Output the listing exactly, without its pictures.

§ **Record set**
§ §
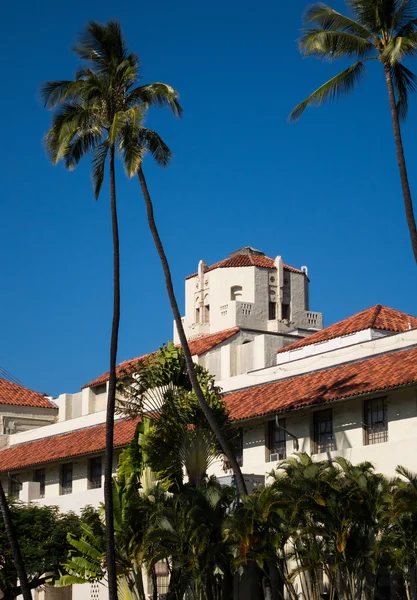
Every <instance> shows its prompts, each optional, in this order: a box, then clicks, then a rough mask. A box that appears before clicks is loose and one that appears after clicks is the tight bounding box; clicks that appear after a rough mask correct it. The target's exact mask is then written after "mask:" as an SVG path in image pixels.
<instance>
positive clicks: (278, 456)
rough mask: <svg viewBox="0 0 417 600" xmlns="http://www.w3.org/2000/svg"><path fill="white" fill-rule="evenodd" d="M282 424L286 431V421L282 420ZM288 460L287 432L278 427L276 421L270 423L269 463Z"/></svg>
mask: <svg viewBox="0 0 417 600" xmlns="http://www.w3.org/2000/svg"><path fill="white" fill-rule="evenodd" d="M280 424H281V425H282V427H284V429H285V419H280ZM285 458H287V437H286V435H285V431H283V430H282V429H281V427H278V425H277V424H276V421H269V423H268V453H267V460H268V461H278V460H284V459H285Z"/></svg>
§ §
§ **Result for this task**
Every <instance> shows its prompts, each optional, in this order: a box, then clicks, then a rough mask. A box that appears before clicks is loose and one that appears after clicks is the tight bounding box; clicks that appear after a rough mask correct it. The target's exact mask is then written after "mask:" as an SVG path in image pixels.
<instance>
positive clicks: (278, 456)
rough mask: <svg viewBox="0 0 417 600" xmlns="http://www.w3.org/2000/svg"><path fill="white" fill-rule="evenodd" d="M282 424L286 431V421L282 420ZM288 460L287 432L278 427L276 421L270 423L269 463Z"/></svg>
mask: <svg viewBox="0 0 417 600" xmlns="http://www.w3.org/2000/svg"><path fill="white" fill-rule="evenodd" d="M280 424H281V425H282V427H284V429H285V419H280ZM285 458H287V437H286V435H285V431H283V430H282V429H281V427H278V425H277V424H276V421H269V423H268V453H267V460H268V461H278V460H284V459H285Z"/></svg>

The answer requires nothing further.